Your instructions:
Rewrite all of the entries below with every "positive clicks" changed to "foreground clicks" and all other text kept unchanged. Omit the pictures from your output.

Stored data entries:
──────
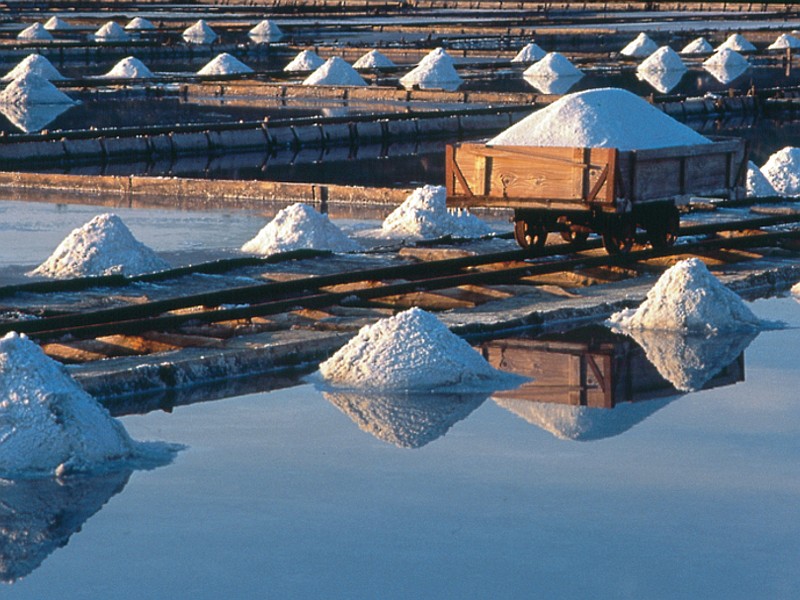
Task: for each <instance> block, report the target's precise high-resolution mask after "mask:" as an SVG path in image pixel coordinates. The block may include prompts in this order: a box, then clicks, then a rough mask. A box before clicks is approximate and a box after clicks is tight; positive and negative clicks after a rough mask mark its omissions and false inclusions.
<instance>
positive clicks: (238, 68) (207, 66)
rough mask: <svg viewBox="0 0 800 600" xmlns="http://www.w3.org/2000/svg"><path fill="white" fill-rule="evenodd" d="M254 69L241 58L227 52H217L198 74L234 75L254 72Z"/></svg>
mask: <svg viewBox="0 0 800 600" xmlns="http://www.w3.org/2000/svg"><path fill="white" fill-rule="evenodd" d="M252 72H253V69H251V68H250V67H248V66H247V65H246V64H244V63H243V62H242V61H240V60H239V59H237V58H235V57H234V56H231V55H230V54H228V53H227V52H223V53H222V54H217V56H215V57H214V58H213V59H211V60H210V61H209V62H208V63H206V65H205V66H204V67H203V68H202V69H200V70H199V71H198V72H197V74H198V75H233V74H235V73H252Z"/></svg>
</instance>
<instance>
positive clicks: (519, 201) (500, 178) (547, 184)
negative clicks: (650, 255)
──────
Solved problem:
Task: for each <instance> block, report the target's precise high-resolution mask after "mask:" as an SVG path in image pixel coordinates. The block may include prompts in this order: a box, then clicks, then a rough mask. A box before clicks is approximate and a box after clicks is tight; positive and negative clicks after a rough mask mark its omissions and false inclusions.
<instance>
foreground clicks: (238, 68) (207, 66)
rough mask: <svg viewBox="0 0 800 600" xmlns="http://www.w3.org/2000/svg"><path fill="white" fill-rule="evenodd" d="M254 69L241 58L227 52H217L198 74L234 75L254 72Z"/></svg>
mask: <svg viewBox="0 0 800 600" xmlns="http://www.w3.org/2000/svg"><path fill="white" fill-rule="evenodd" d="M252 72H253V69H251V68H250V67H248V66H247V65H246V64H244V63H243V62H242V61H240V60H239V59H237V58H235V57H234V56H231V55H230V54H228V53H227V52H223V53H222V54H217V56H215V57H214V58H213V59H211V60H210V61H209V62H208V63H206V65H205V66H204V67H203V68H202V69H200V70H199V71H198V72H197V74H198V75H233V74H235V73H252Z"/></svg>
</instance>
<instance>
foreground clicks: (519, 201) (500, 178) (547, 184)
negative clicks: (650, 255)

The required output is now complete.